-- Start --

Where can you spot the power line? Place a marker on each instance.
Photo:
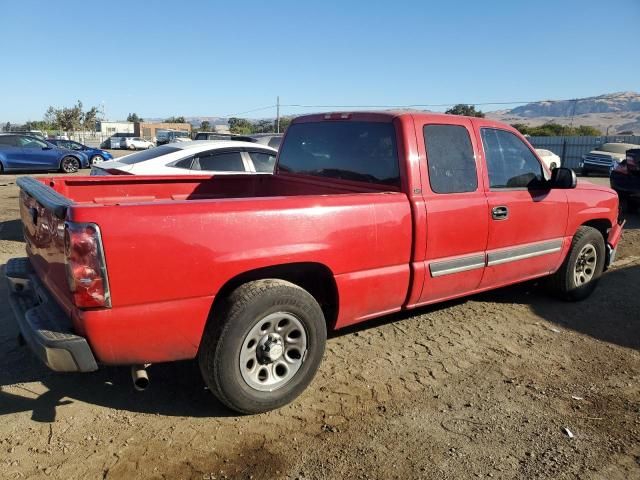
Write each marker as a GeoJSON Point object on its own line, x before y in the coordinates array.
{"type": "Point", "coordinates": [248, 111]}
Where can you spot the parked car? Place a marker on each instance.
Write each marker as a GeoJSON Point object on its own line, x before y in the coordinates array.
{"type": "Point", "coordinates": [115, 141]}
{"type": "Point", "coordinates": [96, 155]}
{"type": "Point", "coordinates": [248, 272]}
{"type": "Point", "coordinates": [271, 139]}
{"type": "Point", "coordinates": [33, 133]}
{"type": "Point", "coordinates": [136, 143]}
{"type": "Point", "coordinates": [550, 159]}
{"type": "Point", "coordinates": [171, 136]}
{"type": "Point", "coordinates": [23, 152]}
{"type": "Point", "coordinates": [625, 179]}
{"type": "Point", "coordinates": [194, 158]}
{"type": "Point", "coordinates": [605, 158]}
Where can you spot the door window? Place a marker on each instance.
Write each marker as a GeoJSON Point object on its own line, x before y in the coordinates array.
{"type": "Point", "coordinates": [222, 162]}
{"type": "Point", "coordinates": [264, 162]}
{"type": "Point", "coordinates": [452, 164]}
{"type": "Point", "coordinates": [510, 163]}
{"type": "Point", "coordinates": [9, 140]}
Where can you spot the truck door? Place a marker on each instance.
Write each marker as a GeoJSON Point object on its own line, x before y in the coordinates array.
{"type": "Point", "coordinates": [457, 212]}
{"type": "Point", "coordinates": [527, 221]}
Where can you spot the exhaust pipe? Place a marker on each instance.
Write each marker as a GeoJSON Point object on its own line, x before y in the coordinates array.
{"type": "Point", "coordinates": [140, 377]}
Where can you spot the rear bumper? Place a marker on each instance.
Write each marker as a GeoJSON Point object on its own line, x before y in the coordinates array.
{"type": "Point", "coordinates": [45, 327]}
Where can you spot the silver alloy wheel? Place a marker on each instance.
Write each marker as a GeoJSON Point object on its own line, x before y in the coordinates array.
{"type": "Point", "coordinates": [585, 265]}
{"type": "Point", "coordinates": [273, 351]}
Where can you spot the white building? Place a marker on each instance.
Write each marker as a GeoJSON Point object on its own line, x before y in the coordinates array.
{"type": "Point", "coordinates": [110, 128]}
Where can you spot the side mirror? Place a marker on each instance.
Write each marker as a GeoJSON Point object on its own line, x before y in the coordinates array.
{"type": "Point", "coordinates": [563, 178]}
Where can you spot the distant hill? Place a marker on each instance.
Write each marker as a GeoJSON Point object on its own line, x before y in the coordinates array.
{"type": "Point", "coordinates": [615, 112]}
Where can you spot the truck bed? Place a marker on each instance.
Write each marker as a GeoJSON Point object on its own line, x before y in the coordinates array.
{"type": "Point", "coordinates": [120, 189]}
{"type": "Point", "coordinates": [172, 243]}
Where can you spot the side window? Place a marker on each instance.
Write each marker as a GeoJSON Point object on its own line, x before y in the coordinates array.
{"type": "Point", "coordinates": [263, 162]}
{"type": "Point", "coordinates": [452, 164]}
{"type": "Point", "coordinates": [510, 163]}
{"type": "Point", "coordinates": [275, 142]}
{"type": "Point", "coordinates": [222, 162]}
{"type": "Point", "coordinates": [184, 163]}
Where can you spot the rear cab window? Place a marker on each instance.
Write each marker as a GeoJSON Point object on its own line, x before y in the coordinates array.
{"type": "Point", "coordinates": [450, 159]}
{"type": "Point", "coordinates": [510, 162]}
{"type": "Point", "coordinates": [361, 151]}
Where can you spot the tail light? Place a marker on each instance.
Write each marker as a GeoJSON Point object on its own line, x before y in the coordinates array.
{"type": "Point", "coordinates": [86, 268]}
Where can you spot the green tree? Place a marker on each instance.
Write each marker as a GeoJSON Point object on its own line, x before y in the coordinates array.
{"type": "Point", "coordinates": [284, 123]}
{"type": "Point", "coordinates": [466, 110]}
{"type": "Point", "coordinates": [240, 126]}
{"type": "Point", "coordinates": [133, 117]}
{"type": "Point", "coordinates": [89, 119]}
{"type": "Point", "coordinates": [175, 120]}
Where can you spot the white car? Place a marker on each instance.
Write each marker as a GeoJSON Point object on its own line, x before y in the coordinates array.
{"type": "Point", "coordinates": [550, 159]}
{"type": "Point", "coordinates": [135, 143]}
{"type": "Point", "coordinates": [194, 158]}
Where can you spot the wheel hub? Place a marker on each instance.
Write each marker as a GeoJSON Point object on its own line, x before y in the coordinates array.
{"type": "Point", "coordinates": [270, 348]}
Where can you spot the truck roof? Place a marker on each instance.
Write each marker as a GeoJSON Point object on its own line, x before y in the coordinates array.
{"type": "Point", "coordinates": [389, 115]}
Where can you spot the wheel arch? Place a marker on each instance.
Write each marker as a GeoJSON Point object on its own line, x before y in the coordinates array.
{"type": "Point", "coordinates": [602, 225]}
{"type": "Point", "coordinates": [315, 278]}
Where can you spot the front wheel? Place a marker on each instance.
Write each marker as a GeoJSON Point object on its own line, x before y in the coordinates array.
{"type": "Point", "coordinates": [581, 270]}
{"type": "Point", "coordinates": [263, 347]}
{"type": "Point", "coordinates": [69, 165]}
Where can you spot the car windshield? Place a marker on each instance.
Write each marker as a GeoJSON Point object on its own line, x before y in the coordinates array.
{"type": "Point", "coordinates": [358, 151]}
{"type": "Point", "coordinates": [148, 154]}
{"type": "Point", "coordinates": [616, 147]}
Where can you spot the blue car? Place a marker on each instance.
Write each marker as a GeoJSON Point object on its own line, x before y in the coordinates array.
{"type": "Point", "coordinates": [23, 152]}
{"type": "Point", "coordinates": [95, 155]}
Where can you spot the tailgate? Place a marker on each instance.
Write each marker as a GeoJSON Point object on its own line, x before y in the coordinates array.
{"type": "Point", "coordinates": [43, 212]}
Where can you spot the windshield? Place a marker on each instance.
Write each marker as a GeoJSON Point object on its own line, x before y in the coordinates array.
{"type": "Point", "coordinates": [147, 154]}
{"type": "Point", "coordinates": [360, 151]}
{"type": "Point", "coordinates": [616, 147]}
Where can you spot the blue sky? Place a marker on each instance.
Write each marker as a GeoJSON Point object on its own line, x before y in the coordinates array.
{"type": "Point", "coordinates": [213, 58]}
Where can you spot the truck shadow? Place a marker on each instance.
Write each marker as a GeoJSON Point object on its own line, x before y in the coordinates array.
{"type": "Point", "coordinates": [176, 389]}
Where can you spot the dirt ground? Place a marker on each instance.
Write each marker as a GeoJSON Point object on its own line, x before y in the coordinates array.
{"type": "Point", "coordinates": [481, 387]}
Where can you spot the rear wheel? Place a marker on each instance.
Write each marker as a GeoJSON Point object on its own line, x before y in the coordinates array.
{"type": "Point", "coordinates": [581, 270]}
{"type": "Point", "coordinates": [69, 165]}
{"type": "Point", "coordinates": [263, 347]}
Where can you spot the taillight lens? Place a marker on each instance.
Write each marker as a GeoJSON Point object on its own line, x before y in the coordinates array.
{"type": "Point", "coordinates": [86, 269]}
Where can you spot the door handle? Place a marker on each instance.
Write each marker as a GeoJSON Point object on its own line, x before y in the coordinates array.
{"type": "Point", "coordinates": [500, 213]}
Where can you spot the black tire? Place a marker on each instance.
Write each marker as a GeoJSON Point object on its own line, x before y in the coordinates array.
{"type": "Point", "coordinates": [69, 165]}
{"type": "Point", "coordinates": [231, 325]}
{"type": "Point", "coordinates": [563, 283]}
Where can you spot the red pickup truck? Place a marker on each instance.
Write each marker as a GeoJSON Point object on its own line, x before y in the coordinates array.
{"type": "Point", "coordinates": [366, 214]}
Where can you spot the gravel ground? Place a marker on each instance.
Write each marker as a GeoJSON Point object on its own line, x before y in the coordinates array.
{"type": "Point", "coordinates": [481, 387]}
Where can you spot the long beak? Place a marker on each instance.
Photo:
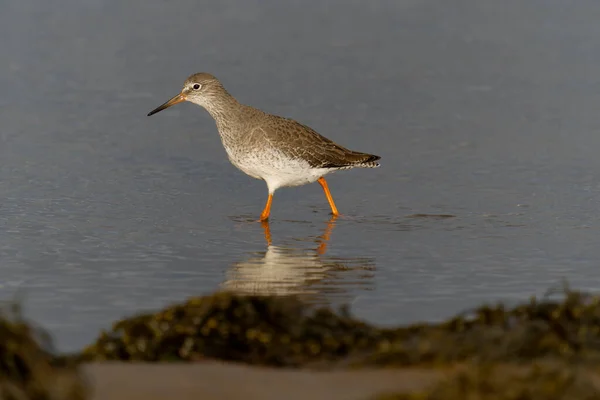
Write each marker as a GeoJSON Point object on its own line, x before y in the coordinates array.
{"type": "Point", "coordinates": [175, 100]}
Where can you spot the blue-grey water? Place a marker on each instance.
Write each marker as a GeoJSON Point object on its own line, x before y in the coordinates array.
{"type": "Point", "coordinates": [481, 109]}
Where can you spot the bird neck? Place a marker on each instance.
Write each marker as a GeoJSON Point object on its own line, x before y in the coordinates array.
{"type": "Point", "coordinates": [223, 107]}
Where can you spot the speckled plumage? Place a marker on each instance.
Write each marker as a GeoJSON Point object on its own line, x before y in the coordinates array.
{"type": "Point", "coordinates": [281, 151]}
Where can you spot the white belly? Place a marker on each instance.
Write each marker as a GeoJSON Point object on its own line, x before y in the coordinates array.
{"type": "Point", "coordinates": [277, 171]}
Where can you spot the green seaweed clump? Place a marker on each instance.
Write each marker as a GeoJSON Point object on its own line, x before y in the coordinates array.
{"type": "Point", "coordinates": [261, 330]}
{"type": "Point", "coordinates": [284, 331]}
{"type": "Point", "coordinates": [568, 329]}
{"type": "Point", "coordinates": [537, 382]}
{"type": "Point", "coordinates": [30, 371]}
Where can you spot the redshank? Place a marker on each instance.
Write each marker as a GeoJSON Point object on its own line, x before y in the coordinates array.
{"type": "Point", "coordinates": [278, 150]}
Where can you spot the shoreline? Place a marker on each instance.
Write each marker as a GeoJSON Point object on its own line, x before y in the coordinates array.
{"type": "Point", "coordinates": [217, 380]}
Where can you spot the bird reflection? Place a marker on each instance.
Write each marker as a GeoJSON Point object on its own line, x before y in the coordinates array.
{"type": "Point", "coordinates": [286, 270]}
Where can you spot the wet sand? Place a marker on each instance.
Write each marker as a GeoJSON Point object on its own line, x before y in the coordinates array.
{"type": "Point", "coordinates": [216, 380]}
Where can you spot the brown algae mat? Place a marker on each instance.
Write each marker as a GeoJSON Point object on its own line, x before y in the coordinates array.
{"type": "Point", "coordinates": [546, 349]}
{"type": "Point", "coordinates": [28, 370]}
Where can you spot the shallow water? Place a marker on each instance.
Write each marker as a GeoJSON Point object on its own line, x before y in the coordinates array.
{"type": "Point", "coordinates": [485, 114]}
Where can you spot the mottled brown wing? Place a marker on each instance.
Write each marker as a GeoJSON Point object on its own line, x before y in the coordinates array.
{"type": "Point", "coordinates": [301, 141]}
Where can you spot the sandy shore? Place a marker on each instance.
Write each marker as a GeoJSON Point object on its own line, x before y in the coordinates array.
{"type": "Point", "coordinates": [215, 380]}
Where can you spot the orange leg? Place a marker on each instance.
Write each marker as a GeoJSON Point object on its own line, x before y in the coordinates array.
{"type": "Point", "coordinates": [265, 214]}
{"type": "Point", "coordinates": [267, 229]}
{"type": "Point", "coordinates": [323, 183]}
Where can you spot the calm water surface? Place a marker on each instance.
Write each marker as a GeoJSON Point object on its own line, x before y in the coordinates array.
{"type": "Point", "coordinates": [482, 110]}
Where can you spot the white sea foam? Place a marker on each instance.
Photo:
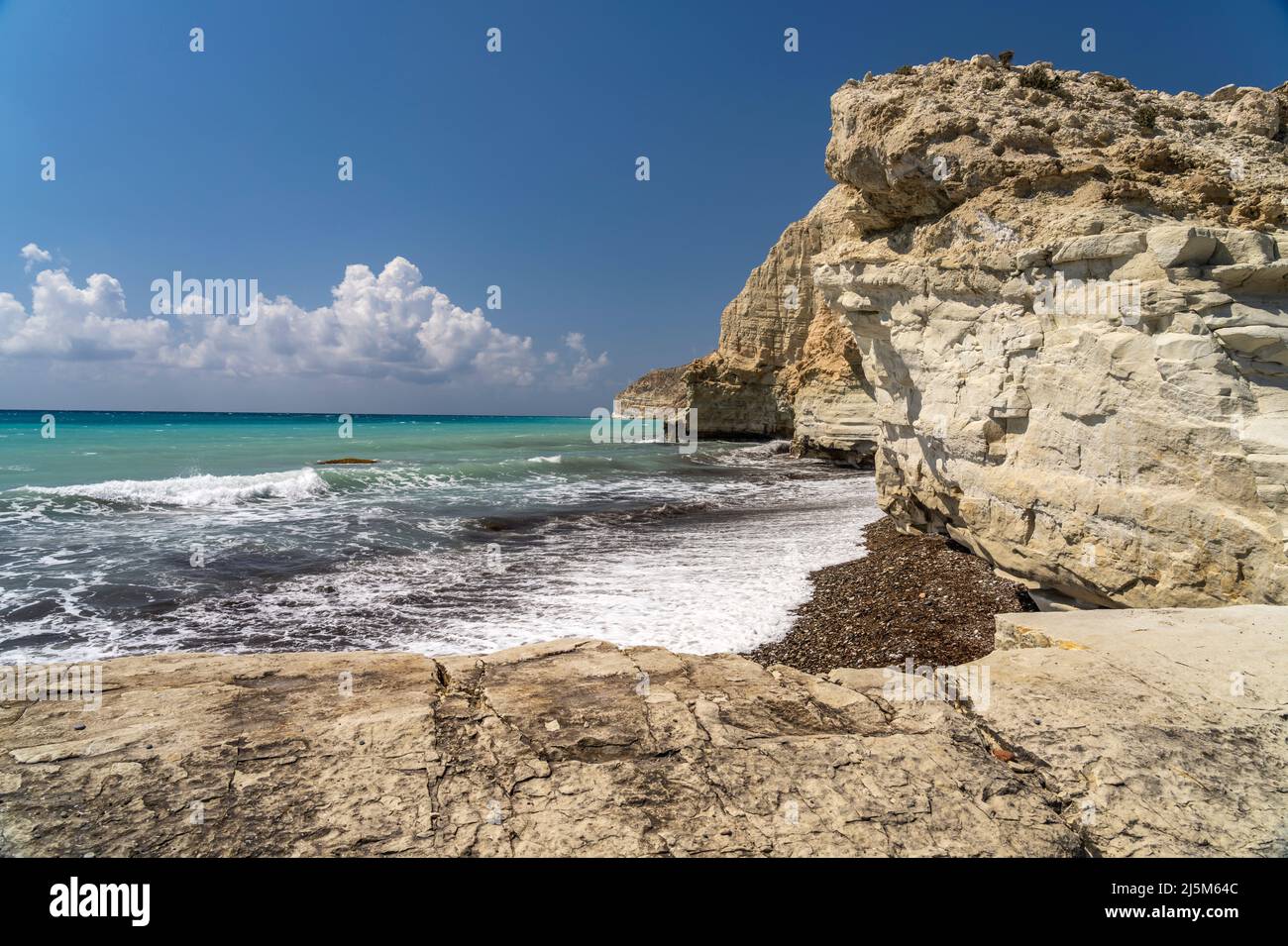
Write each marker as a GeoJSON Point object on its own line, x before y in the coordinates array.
{"type": "Point", "coordinates": [196, 490]}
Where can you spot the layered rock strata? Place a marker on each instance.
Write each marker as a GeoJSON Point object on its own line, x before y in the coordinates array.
{"type": "Point", "coordinates": [1065, 305]}
{"type": "Point", "coordinates": [1122, 732]}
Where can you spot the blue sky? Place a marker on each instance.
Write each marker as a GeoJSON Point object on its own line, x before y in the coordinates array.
{"type": "Point", "coordinates": [511, 168]}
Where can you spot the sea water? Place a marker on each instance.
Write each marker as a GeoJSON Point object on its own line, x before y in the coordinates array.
{"type": "Point", "coordinates": [132, 533]}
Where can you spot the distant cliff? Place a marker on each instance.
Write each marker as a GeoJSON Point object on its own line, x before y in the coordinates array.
{"type": "Point", "coordinates": [1055, 309]}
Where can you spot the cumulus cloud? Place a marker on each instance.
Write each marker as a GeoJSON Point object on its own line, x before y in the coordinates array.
{"type": "Point", "coordinates": [33, 254]}
{"type": "Point", "coordinates": [377, 326]}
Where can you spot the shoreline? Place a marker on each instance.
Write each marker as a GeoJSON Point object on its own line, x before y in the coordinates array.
{"type": "Point", "coordinates": [909, 597]}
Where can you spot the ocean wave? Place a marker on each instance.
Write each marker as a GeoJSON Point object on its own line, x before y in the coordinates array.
{"type": "Point", "coordinates": [194, 490]}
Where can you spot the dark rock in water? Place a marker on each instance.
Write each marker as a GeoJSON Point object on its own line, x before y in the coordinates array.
{"type": "Point", "coordinates": [34, 611]}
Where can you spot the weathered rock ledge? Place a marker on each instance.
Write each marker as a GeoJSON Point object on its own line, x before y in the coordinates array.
{"type": "Point", "coordinates": [1111, 732]}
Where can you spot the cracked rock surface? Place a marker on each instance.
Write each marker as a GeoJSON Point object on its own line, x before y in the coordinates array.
{"type": "Point", "coordinates": [1099, 732]}
{"type": "Point", "coordinates": [567, 748]}
{"type": "Point", "coordinates": [1163, 732]}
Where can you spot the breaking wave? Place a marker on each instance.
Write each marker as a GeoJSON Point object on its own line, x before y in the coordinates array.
{"type": "Point", "coordinates": [194, 490]}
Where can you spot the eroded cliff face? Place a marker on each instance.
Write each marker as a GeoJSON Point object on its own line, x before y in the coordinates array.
{"type": "Point", "coordinates": [1065, 325]}
{"type": "Point", "coordinates": [785, 366]}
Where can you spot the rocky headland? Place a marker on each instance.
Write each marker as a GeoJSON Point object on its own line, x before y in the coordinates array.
{"type": "Point", "coordinates": [1052, 309]}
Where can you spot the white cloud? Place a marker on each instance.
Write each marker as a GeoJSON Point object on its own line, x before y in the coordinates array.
{"type": "Point", "coordinates": [585, 369]}
{"type": "Point", "coordinates": [377, 326]}
{"type": "Point", "coordinates": [33, 254]}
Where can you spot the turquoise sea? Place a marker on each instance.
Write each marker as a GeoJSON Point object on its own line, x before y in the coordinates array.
{"type": "Point", "coordinates": [125, 533]}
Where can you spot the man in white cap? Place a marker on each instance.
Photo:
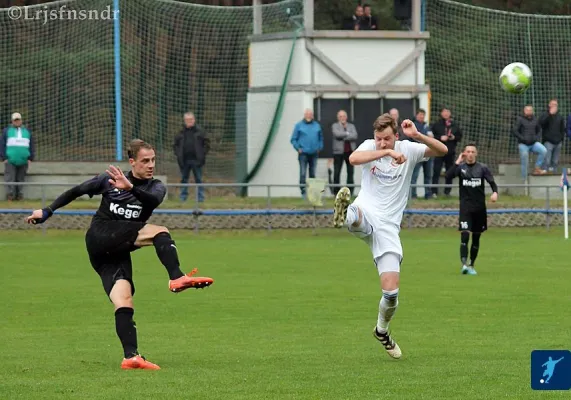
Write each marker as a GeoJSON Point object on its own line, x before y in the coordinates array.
{"type": "Point", "coordinates": [16, 151]}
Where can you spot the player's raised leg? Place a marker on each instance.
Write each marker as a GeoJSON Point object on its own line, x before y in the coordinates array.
{"type": "Point", "coordinates": [160, 238]}
{"type": "Point", "coordinates": [122, 298]}
{"type": "Point", "coordinates": [342, 201]}
{"type": "Point", "coordinates": [388, 266]}
{"type": "Point", "coordinates": [464, 240]}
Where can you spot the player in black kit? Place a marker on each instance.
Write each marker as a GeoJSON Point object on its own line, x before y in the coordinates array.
{"type": "Point", "coordinates": [120, 227]}
{"type": "Point", "coordinates": [473, 214]}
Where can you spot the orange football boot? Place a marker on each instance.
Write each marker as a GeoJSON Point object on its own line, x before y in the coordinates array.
{"type": "Point", "coordinates": [189, 281]}
{"type": "Point", "coordinates": [138, 362]}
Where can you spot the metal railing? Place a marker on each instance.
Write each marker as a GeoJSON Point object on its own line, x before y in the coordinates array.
{"type": "Point", "coordinates": [195, 206]}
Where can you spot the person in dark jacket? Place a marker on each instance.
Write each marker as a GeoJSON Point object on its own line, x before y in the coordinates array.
{"type": "Point", "coordinates": [448, 132]}
{"type": "Point", "coordinates": [344, 143]}
{"type": "Point", "coordinates": [427, 164]}
{"type": "Point", "coordinates": [553, 132]}
{"type": "Point", "coordinates": [528, 133]}
{"type": "Point", "coordinates": [307, 140]}
{"type": "Point", "coordinates": [190, 148]}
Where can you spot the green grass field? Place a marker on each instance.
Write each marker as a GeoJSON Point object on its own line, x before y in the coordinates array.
{"type": "Point", "coordinates": [290, 316]}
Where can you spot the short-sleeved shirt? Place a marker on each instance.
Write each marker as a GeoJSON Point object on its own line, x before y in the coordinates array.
{"type": "Point", "coordinates": [385, 184]}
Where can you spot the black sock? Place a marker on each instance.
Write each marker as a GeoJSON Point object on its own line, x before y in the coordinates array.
{"type": "Point", "coordinates": [464, 239]}
{"type": "Point", "coordinates": [166, 251]}
{"type": "Point", "coordinates": [475, 247]}
{"type": "Point", "coordinates": [126, 330]}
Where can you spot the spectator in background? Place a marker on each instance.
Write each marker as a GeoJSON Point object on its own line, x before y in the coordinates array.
{"type": "Point", "coordinates": [427, 164]}
{"type": "Point", "coordinates": [17, 152]}
{"type": "Point", "coordinates": [369, 21]}
{"type": "Point", "coordinates": [344, 143]}
{"type": "Point", "coordinates": [448, 132]}
{"type": "Point", "coordinates": [307, 140]}
{"type": "Point", "coordinates": [394, 113]}
{"type": "Point", "coordinates": [553, 132]}
{"type": "Point", "coordinates": [190, 148]}
{"type": "Point", "coordinates": [402, 11]}
{"type": "Point", "coordinates": [528, 132]}
{"type": "Point", "coordinates": [355, 22]}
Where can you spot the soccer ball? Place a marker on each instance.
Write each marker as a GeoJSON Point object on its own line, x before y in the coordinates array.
{"type": "Point", "coordinates": [515, 78]}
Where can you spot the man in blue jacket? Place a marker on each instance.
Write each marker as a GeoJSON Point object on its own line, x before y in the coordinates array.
{"type": "Point", "coordinates": [307, 140]}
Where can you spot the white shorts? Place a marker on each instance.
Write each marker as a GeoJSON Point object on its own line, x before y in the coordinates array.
{"type": "Point", "coordinates": [383, 239]}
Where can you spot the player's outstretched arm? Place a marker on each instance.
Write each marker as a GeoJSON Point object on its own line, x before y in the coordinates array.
{"type": "Point", "coordinates": [435, 147]}
{"type": "Point", "coordinates": [90, 187]}
{"type": "Point", "coordinates": [367, 156]}
{"type": "Point", "coordinates": [490, 179]}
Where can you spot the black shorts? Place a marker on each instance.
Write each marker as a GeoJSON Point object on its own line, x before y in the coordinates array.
{"type": "Point", "coordinates": [109, 245]}
{"type": "Point", "coordinates": [473, 221]}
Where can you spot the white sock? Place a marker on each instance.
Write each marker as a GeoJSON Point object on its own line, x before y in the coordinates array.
{"type": "Point", "coordinates": [352, 215]}
{"type": "Point", "coordinates": [387, 308]}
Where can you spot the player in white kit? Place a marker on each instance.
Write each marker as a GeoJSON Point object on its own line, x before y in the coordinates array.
{"type": "Point", "coordinates": [375, 215]}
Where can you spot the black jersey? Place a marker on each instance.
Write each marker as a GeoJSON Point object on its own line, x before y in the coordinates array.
{"type": "Point", "coordinates": [472, 190]}
{"type": "Point", "coordinates": [136, 204]}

-- End --

Request
Starting from the line with "Where can you spot the man in blue" and ending with the final line of the data, quote every line exactly, both ends included.

Correct output
Where can you spot the man in blue jacket? Place a marker on each instance.
Write each marker as a GeoJSON Point object on its own line, x before y in the coordinates array.
{"type": "Point", "coordinates": [307, 140]}
Where can you spot the white shorts? Place a marker on each instance.
Write each marker as a GeoJSON Point object on its own line, x before y in the coordinates array.
{"type": "Point", "coordinates": [383, 239]}
Where can you spot the player's outstretched arm? Place a marker on each instance.
Write each marker as a GeoJSON Point object on its own line, x before y in the coordinates array.
{"type": "Point", "coordinates": [435, 147]}
{"type": "Point", "coordinates": [90, 187]}
{"type": "Point", "coordinates": [367, 156]}
{"type": "Point", "coordinates": [490, 179]}
Where can you spot the black shorts? Place a marker on each instance.
Write each marker as a GeoJSON Point object on its own line, x before y in the coordinates array.
{"type": "Point", "coordinates": [109, 245]}
{"type": "Point", "coordinates": [473, 221]}
Where can you spot the white sock? Place a marker on each instance.
Write each marker as a GeoJSON Point object on its own line, x before y in the coordinates array.
{"type": "Point", "coordinates": [352, 215]}
{"type": "Point", "coordinates": [387, 308]}
Where can you spot the player in white kit? Place a marker on each instance.
Write each marker as a GeoJSON Point object on its own line, x before y in the coordinates array.
{"type": "Point", "coordinates": [375, 215]}
Where can you spot the black jersey? Place a marker on each instance.
Write each marker as a GeoJSON Point object on its own line, x before y in the coordinates array.
{"type": "Point", "coordinates": [472, 190]}
{"type": "Point", "coordinates": [136, 204]}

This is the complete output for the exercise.